## Aim
Continue the passage below about the simulation parameters struct, starting right after its last sentence.

#### Document extract

There are other variables which are not fundamental to the layout of the lattice but vary from application to application. These dynamical variables are part of a params struct, defined in the required header @cindex params.h, which is passed between nodes by initial_set() in `setup.c' For example, a pure gauge simulation might have a params struct like this:

/* structure for passing simulation parameters to each node */
typedef struct {
        int nx,ny,nz,nt;  /* lattice dimensions */
        int iseed;      /* for random numbers */
        int warms;      /* the number of warmup trajectories */
        int trajecs;    /* the number of real trajectories */
        int steps;      /* number of steps for updating */
        int stepsQ;     /* number of steps for quasi-heatbath */
        int propinterval;  /* number of trajectories between measurements */
        int startflag;  /* what to do for beginning lattice */
        int fixflag;    /* whether to gauge fix */
        int saveflag;   /* what to do with lattice at end */
        float beta;     /* gauge coupling */
        float epsilon;  /* time step */
        char startfile[80],savefile[80];
} params; 

These run-time variables are usually loaded by a loop over readin() defined in `setup.c'.

########
#### Data rows

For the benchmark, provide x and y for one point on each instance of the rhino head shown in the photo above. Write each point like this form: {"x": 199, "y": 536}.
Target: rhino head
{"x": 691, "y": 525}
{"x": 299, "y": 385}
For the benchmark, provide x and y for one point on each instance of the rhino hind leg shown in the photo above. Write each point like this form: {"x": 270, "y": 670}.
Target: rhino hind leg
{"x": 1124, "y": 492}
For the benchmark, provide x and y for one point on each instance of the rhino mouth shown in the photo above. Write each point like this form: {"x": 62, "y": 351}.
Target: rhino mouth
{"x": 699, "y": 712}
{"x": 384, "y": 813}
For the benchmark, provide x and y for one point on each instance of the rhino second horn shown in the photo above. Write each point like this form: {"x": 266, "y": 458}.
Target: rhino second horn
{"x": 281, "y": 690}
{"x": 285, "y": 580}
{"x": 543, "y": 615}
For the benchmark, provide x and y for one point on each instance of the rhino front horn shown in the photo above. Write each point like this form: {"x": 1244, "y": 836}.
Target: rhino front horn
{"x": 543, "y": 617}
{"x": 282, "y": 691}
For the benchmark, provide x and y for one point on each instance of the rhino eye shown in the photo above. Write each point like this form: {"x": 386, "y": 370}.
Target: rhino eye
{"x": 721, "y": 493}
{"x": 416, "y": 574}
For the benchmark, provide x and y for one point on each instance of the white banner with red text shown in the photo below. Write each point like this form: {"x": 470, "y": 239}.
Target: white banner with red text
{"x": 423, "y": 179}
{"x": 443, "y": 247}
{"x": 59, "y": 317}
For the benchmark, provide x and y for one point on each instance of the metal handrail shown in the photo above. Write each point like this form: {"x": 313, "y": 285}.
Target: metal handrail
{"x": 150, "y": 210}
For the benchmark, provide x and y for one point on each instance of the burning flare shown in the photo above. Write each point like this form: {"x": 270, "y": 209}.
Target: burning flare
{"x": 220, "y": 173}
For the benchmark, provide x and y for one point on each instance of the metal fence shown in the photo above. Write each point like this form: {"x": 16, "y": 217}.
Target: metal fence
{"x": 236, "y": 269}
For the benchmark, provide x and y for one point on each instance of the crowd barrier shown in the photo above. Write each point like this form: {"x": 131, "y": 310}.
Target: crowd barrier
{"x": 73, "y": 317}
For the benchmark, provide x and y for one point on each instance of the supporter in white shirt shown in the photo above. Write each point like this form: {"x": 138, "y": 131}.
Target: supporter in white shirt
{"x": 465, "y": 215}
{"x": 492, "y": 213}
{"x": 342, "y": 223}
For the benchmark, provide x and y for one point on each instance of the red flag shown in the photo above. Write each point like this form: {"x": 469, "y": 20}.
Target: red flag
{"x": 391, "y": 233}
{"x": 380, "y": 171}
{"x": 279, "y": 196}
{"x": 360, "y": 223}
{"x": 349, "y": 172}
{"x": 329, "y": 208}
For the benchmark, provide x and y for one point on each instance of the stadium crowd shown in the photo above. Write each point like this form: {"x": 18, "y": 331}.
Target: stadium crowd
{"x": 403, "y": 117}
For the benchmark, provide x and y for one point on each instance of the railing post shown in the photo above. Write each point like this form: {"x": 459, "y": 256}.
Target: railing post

########

## Answer to this exercise
Lattice storage

All the variables of your project which live on one site of the lattice (gauge fields, quarks, plus auxilliaries) are found in structures of type site. This structure is defined in `lattice.h' (see section Header files). Each node of the parallel machine has an array of such structures called lattice, with as many elements as there are sites on the node. In scalar mode there is only one node. The site structure looks like this:

typedef struct {
    /* The first part is standard to all programs */
        /* coordinates of this site */
        short x,y,z,t;
        /* is it even or odd? */
        char parity;
        /* my index in the lattice array */
        int index;

    /* Now come the physical fields, application dependent. We will 
       add or delete whatever we need. This is just an example. */
        /* gauge field */
        su3_matrix link[4];

        /* antihermitian momentum matrices in each direction */
         anti_hermitmat mom[4];

         su3_vector phi; /* Gaussian random source vector */ 
} site; 

At run time space for the lattice sites is allocated dynamically, typically as an array lattice[i], each element of which is a site structure. Thus, to refer to the phi field on a particular lattice site, site "i" on this node, you say

   lattice[i].phi,

and for the real part of color 0

   lattice[i].phi.c[0].real,

etc. You usually won't need to know the relation between the index i and a the location of a particular site (but see (see section Distributing sites among nodes for how to figure out the index i).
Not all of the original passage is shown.